Dataset excerpts
^^^^^^^^^^^^^^^^
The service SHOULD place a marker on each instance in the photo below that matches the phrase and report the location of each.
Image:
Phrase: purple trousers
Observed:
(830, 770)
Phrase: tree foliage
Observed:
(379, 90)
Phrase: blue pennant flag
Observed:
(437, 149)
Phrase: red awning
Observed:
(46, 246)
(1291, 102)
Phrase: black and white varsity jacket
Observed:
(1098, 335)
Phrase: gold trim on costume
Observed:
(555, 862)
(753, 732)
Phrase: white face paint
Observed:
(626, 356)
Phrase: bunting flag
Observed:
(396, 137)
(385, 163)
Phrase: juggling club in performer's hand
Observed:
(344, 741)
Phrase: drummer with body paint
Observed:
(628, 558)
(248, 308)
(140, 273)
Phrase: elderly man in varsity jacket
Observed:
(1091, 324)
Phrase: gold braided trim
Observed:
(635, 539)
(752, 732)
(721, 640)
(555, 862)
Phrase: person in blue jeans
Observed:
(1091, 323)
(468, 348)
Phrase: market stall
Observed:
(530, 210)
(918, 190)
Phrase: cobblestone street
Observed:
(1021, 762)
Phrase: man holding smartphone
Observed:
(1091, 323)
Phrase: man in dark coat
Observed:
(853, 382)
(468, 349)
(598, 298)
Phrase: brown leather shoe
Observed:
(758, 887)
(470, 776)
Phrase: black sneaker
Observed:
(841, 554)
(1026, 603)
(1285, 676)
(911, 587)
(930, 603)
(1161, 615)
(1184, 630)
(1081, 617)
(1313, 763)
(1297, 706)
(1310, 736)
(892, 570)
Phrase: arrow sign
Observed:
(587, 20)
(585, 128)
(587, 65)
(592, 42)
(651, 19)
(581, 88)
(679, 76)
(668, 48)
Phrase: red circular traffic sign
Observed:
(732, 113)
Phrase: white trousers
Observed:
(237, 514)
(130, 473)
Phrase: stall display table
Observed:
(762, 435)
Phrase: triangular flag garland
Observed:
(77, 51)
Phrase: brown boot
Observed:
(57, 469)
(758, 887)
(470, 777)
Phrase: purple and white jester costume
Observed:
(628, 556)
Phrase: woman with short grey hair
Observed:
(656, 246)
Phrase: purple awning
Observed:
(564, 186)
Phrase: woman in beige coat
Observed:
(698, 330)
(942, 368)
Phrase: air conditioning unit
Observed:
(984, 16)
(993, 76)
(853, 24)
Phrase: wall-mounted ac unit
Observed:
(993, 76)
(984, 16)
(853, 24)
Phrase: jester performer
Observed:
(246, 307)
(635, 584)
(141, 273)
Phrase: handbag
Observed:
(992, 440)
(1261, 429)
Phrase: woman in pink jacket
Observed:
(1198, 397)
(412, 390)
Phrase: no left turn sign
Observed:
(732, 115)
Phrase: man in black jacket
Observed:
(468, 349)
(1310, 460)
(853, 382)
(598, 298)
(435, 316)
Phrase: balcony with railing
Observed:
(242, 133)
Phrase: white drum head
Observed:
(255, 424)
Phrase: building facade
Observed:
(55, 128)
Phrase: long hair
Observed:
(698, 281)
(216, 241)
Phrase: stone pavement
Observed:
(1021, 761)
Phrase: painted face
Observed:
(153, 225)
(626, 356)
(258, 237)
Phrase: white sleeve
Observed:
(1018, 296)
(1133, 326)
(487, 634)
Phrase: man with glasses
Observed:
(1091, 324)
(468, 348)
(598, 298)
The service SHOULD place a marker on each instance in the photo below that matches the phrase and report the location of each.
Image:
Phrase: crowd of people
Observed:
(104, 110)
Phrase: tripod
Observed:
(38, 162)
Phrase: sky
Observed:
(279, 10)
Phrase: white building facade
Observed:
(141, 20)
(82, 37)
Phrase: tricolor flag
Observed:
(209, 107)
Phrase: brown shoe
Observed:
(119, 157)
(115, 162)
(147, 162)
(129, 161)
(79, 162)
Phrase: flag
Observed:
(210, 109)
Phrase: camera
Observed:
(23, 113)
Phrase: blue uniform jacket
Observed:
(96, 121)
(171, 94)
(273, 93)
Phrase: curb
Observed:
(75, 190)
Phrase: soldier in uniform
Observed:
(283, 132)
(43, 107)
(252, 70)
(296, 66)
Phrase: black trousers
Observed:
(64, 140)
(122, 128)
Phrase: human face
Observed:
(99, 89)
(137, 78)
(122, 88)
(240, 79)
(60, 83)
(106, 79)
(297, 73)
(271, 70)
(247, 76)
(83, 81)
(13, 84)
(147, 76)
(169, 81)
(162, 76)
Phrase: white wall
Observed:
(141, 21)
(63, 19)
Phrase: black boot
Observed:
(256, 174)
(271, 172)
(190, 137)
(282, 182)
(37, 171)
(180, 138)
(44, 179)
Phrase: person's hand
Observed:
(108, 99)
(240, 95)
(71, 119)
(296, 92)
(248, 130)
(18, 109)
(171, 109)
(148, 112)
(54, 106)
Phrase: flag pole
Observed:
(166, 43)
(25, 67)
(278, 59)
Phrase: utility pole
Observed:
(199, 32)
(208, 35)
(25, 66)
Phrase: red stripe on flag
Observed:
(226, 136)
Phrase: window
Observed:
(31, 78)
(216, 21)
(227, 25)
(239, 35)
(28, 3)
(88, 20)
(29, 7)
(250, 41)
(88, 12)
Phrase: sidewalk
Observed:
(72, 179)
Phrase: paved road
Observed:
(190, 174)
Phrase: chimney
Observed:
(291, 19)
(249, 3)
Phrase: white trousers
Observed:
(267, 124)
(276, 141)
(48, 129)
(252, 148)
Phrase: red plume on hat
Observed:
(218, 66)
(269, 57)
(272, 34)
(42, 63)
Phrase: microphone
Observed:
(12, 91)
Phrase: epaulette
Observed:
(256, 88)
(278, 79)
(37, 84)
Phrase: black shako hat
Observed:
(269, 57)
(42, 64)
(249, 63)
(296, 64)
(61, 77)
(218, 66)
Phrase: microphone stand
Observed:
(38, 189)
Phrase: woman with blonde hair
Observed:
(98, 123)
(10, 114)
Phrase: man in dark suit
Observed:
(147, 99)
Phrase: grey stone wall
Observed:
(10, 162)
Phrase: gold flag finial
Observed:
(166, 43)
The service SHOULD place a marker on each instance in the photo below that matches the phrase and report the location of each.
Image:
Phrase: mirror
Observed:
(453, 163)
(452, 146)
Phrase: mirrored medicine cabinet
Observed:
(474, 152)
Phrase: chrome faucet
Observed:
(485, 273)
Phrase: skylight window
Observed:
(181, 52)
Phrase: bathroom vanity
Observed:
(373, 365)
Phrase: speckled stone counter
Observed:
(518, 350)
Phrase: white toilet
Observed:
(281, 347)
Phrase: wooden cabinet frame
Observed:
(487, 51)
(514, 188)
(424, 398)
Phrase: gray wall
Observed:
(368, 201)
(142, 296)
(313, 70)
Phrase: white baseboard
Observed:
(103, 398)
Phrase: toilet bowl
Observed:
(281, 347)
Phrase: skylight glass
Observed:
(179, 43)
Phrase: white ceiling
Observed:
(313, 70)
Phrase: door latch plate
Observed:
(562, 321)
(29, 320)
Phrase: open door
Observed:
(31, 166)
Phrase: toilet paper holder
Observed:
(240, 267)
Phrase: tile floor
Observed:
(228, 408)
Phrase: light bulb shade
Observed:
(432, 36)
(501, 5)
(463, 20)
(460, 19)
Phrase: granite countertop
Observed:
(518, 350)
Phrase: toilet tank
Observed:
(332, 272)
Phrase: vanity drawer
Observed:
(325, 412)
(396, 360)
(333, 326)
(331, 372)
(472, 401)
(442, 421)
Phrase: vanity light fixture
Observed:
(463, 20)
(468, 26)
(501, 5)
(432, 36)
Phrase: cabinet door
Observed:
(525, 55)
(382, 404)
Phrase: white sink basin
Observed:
^^^^^^^^^^^^^^^^
▸ **Task**:
Write the records out again. Each one must match exactly.

▸ **Exercise answer**:
The service SHOULD place a marker on each instance in the photo below that matches the phrase and report the location of each.
Image:
Phrase: purple trousers
Observed:
(830, 770)
Phrase: tree foliage
Observed:
(379, 90)
Phrase: blue pennant flag
Observed:
(437, 149)
Phrase: red awning
Observed:
(46, 246)
(1291, 102)
Phrase: black and white varsity jacket
Observed:
(1098, 335)
Phrase: gold trim on costume
Observed:
(555, 862)
(753, 732)
Phrase: white face paint
Observed:
(626, 356)
Phrase: bunting flag
Observed:
(396, 137)
(385, 163)
Phrase: juggling club in performer's hand
Observed:
(344, 741)
Phrase: drummer with body paint
Observed:
(628, 558)
(248, 308)
(140, 273)
Phrase: elderly man in varsity jacket
Observed:
(1091, 324)
Phrase: gold braided trim
Observed:
(635, 539)
(752, 732)
(721, 640)
(555, 862)
Phrase: person in blue jeans
Observed:
(1091, 323)
(468, 348)
Phrase: market stall
Observed:
(530, 210)
(918, 190)
Phrase: cobblestone street
Observed:
(1021, 762)
Phrase: man holding smartphone
Observed:
(1091, 323)
Phrase: man in dark coat
Observed:
(853, 382)
(468, 349)
(598, 298)
Phrase: brown leather shoe
Observed:
(758, 887)
(470, 776)
Phrase: black sneaker
Observed:
(841, 554)
(1026, 603)
(1285, 676)
(911, 587)
(930, 603)
(1161, 615)
(1184, 630)
(1081, 617)
(1313, 763)
(1297, 706)
(1310, 736)
(892, 570)
Phrase: arrow sign
Observed:
(587, 20)
(585, 128)
(587, 65)
(592, 42)
(651, 19)
(581, 88)
(679, 76)
(668, 48)
Phrase: red circular traffic sign
Observed:
(732, 113)
Phrase: white trousers
Observed:
(237, 514)
(130, 473)
Phrase: stall display table
Observed:
(762, 435)
Phrase: triangular flag garland
Observed:
(77, 51)
Phrase: brown boot
Observed:
(57, 469)
(758, 887)
(470, 777)
Phrase: purple and white jester costume
Observed:
(628, 556)
Phrase: woman with short grey hair
Observed:
(656, 246)
Phrase: purple awning
Observed:
(564, 186)
Phrase: woman in beige coat
Observed:
(698, 330)
(942, 368)
Phrase: air conditioning unit
Observed:
(984, 16)
(993, 76)
(853, 24)
Phrase: wall-mounted ac unit
Observed:
(993, 76)
(984, 16)
(853, 24)
Phrase: jester performer
Observed:
(246, 307)
(635, 584)
(141, 273)
Phrase: handbag
Observed:
(992, 440)
(1261, 429)
Phrase: woman in pink jacket
Observed:
(1198, 397)
(412, 390)
Phrase: no left turn sign
Observed:
(732, 115)
Phrase: man in black jacket
Observed:
(468, 349)
(1310, 460)
(853, 382)
(598, 298)
(435, 316)
Phrase: balcony with railing
Observed:
(242, 133)
Phrase: white drum head
Observed:
(255, 424)
Phrase: building facade
Observed:
(55, 128)
Phrase: long hair
Observed:
(698, 281)
(216, 241)
Phrase: stone pavement
Observed:
(1021, 761)
Phrase: painted face
Observed:
(153, 225)
(626, 356)
(258, 237)
Phrase: white sleeve
Observed:
(1018, 296)
(1133, 326)
(487, 634)
Phrase: man with glasses
Observed:
(1091, 324)
(468, 348)
(598, 298)
The service SHOULD place a marker on each instance in the photo below that matches the phrase and report the location of each.
Image:
Phrase: crowd of people
Observed:
(104, 110)
Phrase: tripod
Observed:
(38, 162)
Phrase: sky
Observed:
(279, 10)
Phrase: white building facade
Observed:
(141, 20)
(82, 37)
Phrase: tricolor flag
Observed:
(209, 107)
Phrase: brown shoe
Observed:
(119, 157)
(115, 162)
(147, 162)
(129, 161)
(79, 162)
Phrase: flag
Observed:
(210, 109)
Phrase: camera
Observed:
(23, 113)
Phrase: blue uniform jacket
Observed:
(96, 121)
(171, 94)
(273, 93)
Phrase: curb
Observed:
(75, 190)
Phrase: soldier in uniform
Observed:
(283, 132)
(43, 107)
(252, 70)
(296, 66)
Phrase: black trousers
Observed:
(64, 140)
(122, 128)
Phrase: human face
Observed:
(99, 89)
(137, 78)
(122, 88)
(240, 79)
(60, 83)
(106, 79)
(297, 73)
(271, 70)
(247, 76)
(83, 81)
(13, 84)
(147, 76)
(169, 81)
(162, 76)
Phrase: white wall
Observed:
(141, 21)
(63, 19)
Phrase: black boot
Observed:
(256, 174)
(271, 172)
(190, 137)
(282, 182)
(37, 171)
(180, 138)
(44, 179)
Phrase: person's hand
Observed:
(108, 99)
(240, 95)
(71, 119)
(296, 92)
(248, 130)
(18, 109)
(171, 109)
(148, 112)
(54, 106)
Phrase: flag pole
Observed:
(166, 43)
(25, 67)
(278, 59)
Phrase: utility pole
Observed:
(199, 32)
(208, 35)
(25, 66)
Phrase: red stripe on flag
Observed:
(226, 136)
Phrase: window
Observed:
(31, 78)
(216, 21)
(227, 25)
(239, 35)
(28, 3)
(88, 20)
(29, 7)
(250, 41)
(88, 12)
Phrase: sidewalk
Observed:
(72, 179)
Phrase: paved road
Observed:
(190, 174)
Phrase: chimney
Observed:
(291, 19)
(249, 3)
Phrase: white trousers
Observed:
(267, 124)
(276, 141)
(48, 129)
(252, 148)
Phrase: red plume on hat
Observed:
(218, 66)
(269, 57)
(272, 34)
(42, 63)
Phrase: microphone
Observed:
(12, 91)
Phrase: epaulette
Observed:
(256, 88)
(278, 79)
(37, 84)
Phrase: black shako hat
Observed:
(269, 57)
(42, 64)
(249, 63)
(296, 64)
(61, 77)
(218, 66)
Phrase: microphone stand
Observed:
(38, 189)
Phrase: woman with blonde hair
Observed:
(98, 123)
(10, 114)
Phrase: man in dark suit
Observed:
(147, 99)
Phrase: grey stone wall
Observed:
(10, 162)
Phrase: gold flag finial
Observed:
(166, 43)
The service SHOULD place a marker on each instance in the photo below that matches the phrase and report the location of each.
Image:
Phrase: mirror
Observed:
(453, 163)
(452, 146)
Phrase: mirrored medicine cabinet
Observed:
(474, 152)
Phrase: chrome faucet
Observed:
(485, 273)
Phrase: skylight window
Observed:
(181, 52)
Phrase: bathroom vanity
Observed:
(373, 365)
Phrase: speckled stone counter
Observed:
(518, 350)
Phrase: white toilet
Observed:
(281, 347)
Phrase: wooden cabinet frame
Observed:
(487, 51)
(514, 188)
(424, 398)
Phrase: gray wall
Observed:
(368, 201)
(142, 296)
(313, 70)
Phrase: white baseboard
Observed:
(103, 398)
Phrase: toilet bowl
Observed:
(281, 347)
Phrase: skylight glass
Observed:
(179, 43)
Phrase: white ceiling
Observed:
(313, 70)
Phrase: door latch plate
Observed:
(562, 321)
(29, 320)
Phrase: open door
Observed:
(31, 166)
Phrase: toilet paper holder
Observed:
(240, 267)
Phrase: tile floor
Observed:
(228, 408)
Phrase: light bulb shade
Observed:
(432, 36)
(501, 5)
(463, 20)
(460, 19)
Phrase: granite countertop
Observed:
(518, 350)
Phrase: toilet tank
Observed:
(332, 272)
Phrase: vanity drawer
Observed:
(325, 412)
(396, 360)
(333, 326)
(331, 372)
(472, 401)
(442, 421)
Phrase: vanity light fixture
Observed:
(463, 20)
(468, 26)
(501, 5)
(432, 36)
Phrase: cabinet door
Observed:
(525, 55)
(382, 404)
Phrase: white sink basin
Observed:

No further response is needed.